Extracto de la página
Homilía del Papa Francisco: «El pueblo que caminaba en tinieblas ha visto una gran luz» (Is 9,1)
En una multitudinaria misa en Nueva York, Francisco invita a ver en medio
del «smog» la presencia de Dios que sigue caminando en nuestra ciudad
26 de septiembre de 2015 (ZENIT.org)
El papa Francisco ofició este viernes por la tarde la Santa Misa ante miles
de personas en el Madison Square Garden de Nueva York. A continuación
publicamos el texto completo de la homilía del Santo Padre:
Estamos en el Madison Square Garden, lugar emblemático de esta ciudad, sede
de importantes encuentros deportivos, artísticos, musicales, que logra
congregar a personas provenientes de distintas partes, y no solo de esta
ciudad, sino del mundo entero. En este lugar que representa las distintas
facetas de la vida de los ciudadanos que se congregan por intereses comunes,
hemos escuchado: «El pueblo que caminaba en tinieblas ha visto una gran luz»
(Is 9,1). El pueblo que caminaba, el pueblo en medio de sus actividades, de
sus rutinas; el pueblo que caminaba cargando sobre sí sus aciertos y sus
equivocaciones, sus miedos y sus oportunidades, ese pueblo ha visto una gran
luz. El pueblo que caminaba con sus alegrías y esperanzas, con sus
desilusiones y amarguras, ese pueblo ha visto una gran luz.
El Pueblo de Dios es invitado en cada época histórica a contemplar esta luz.

Listado de datos

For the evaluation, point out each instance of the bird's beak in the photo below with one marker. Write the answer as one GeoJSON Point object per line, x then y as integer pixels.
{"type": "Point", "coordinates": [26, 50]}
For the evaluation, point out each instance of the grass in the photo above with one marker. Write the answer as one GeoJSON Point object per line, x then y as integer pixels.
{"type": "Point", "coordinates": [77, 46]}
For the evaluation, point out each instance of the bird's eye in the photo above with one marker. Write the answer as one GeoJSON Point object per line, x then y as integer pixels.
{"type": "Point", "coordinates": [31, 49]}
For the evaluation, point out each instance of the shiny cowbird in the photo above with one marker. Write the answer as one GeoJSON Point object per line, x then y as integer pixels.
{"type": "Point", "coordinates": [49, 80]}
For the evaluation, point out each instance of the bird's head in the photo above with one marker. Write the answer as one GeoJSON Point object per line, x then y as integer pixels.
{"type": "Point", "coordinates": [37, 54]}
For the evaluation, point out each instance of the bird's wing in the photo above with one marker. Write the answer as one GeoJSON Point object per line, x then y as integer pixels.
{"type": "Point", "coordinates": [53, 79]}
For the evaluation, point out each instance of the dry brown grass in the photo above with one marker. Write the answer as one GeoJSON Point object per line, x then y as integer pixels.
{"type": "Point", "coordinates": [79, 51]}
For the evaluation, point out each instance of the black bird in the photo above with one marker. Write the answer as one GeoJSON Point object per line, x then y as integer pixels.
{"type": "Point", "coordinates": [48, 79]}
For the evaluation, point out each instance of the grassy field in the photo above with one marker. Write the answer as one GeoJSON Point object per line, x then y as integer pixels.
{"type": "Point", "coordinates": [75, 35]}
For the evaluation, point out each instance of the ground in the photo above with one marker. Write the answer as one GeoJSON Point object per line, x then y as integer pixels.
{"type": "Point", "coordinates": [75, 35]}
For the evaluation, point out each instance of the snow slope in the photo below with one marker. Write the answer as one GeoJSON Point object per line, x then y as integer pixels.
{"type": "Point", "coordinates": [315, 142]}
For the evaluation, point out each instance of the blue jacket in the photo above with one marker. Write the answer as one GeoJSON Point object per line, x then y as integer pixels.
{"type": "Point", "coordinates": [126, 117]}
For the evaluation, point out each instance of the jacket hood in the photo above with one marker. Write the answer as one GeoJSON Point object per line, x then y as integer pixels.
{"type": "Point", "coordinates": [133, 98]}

Lo que se pide
(a) Responde según la homilía:
(i) ¿En qué lugar de Nueva York ofició el papa Francisco la misa?
(ii) ¿Qué fecha aparece junto a ZENIT.org?
(iii) ¿Qué es invitado a contemplar el Pueblo de Dios en cada época histórica?
(b) Reproduce el fragmento de la homilía que comienza en las palabras «(Is 9,1). El» y termina después de «contemplar esta luz.».
(c) Prosigue la homilía del papa Francisco en el Madison Square Garden a partir de su última oración.

Las respuestas
(a)
(i) En el Madison Square Garden.
(ii) El 26 de septiembre de 2015.
(iii) Esta luz, la gran luz que ha visto el pueblo que caminaba en tinieblas.

(b)
(Is 9,1). El pueblo que caminaba, el pueblo en medio de sus actividades, de
sus rutinas; el pueblo que caminaba cargando sobre sí sus aciertos y sus
equivocaciones, sus miedos y sus oportunidades, ese pueblo ha visto una gran
luz. El pueblo que caminaba con sus alegrías y esperanzas, con sus
desilusiones y amarguras, ese pueblo ha visto una gran luz.
El Pueblo de Dios es invitado en cada época histórica a contemplar esta luz.

(c)
Luz que quiere iluminar a las naciones. Así, lleno de júbilo, lo expresaba
el anciano Simeón. Luz que quiere llegar a cada rincón de esta ciudad, a
nuestros conciudadanos, a cada espacio de nuestra vida.
«El pueblo que caminaba en tinieblas ha visto una gran luz». Una de las
particularidades del pueblo creyente pasa por su capacidad de ver, de
contemplar en medio de sus «oscuridades» la luz que Cristo viene a traer.
Ese pueblo creyente que sabe mirar, que saber discernir, que sabe contemplar
la presencia viva de Dios en medio de su vida, en medio de su ciudad. Con el
profeta hoy podemos decir: el pueblo que camina, respira, vive entre el
«smog», ha visto una gran luz, ha experimentado un aire de vida.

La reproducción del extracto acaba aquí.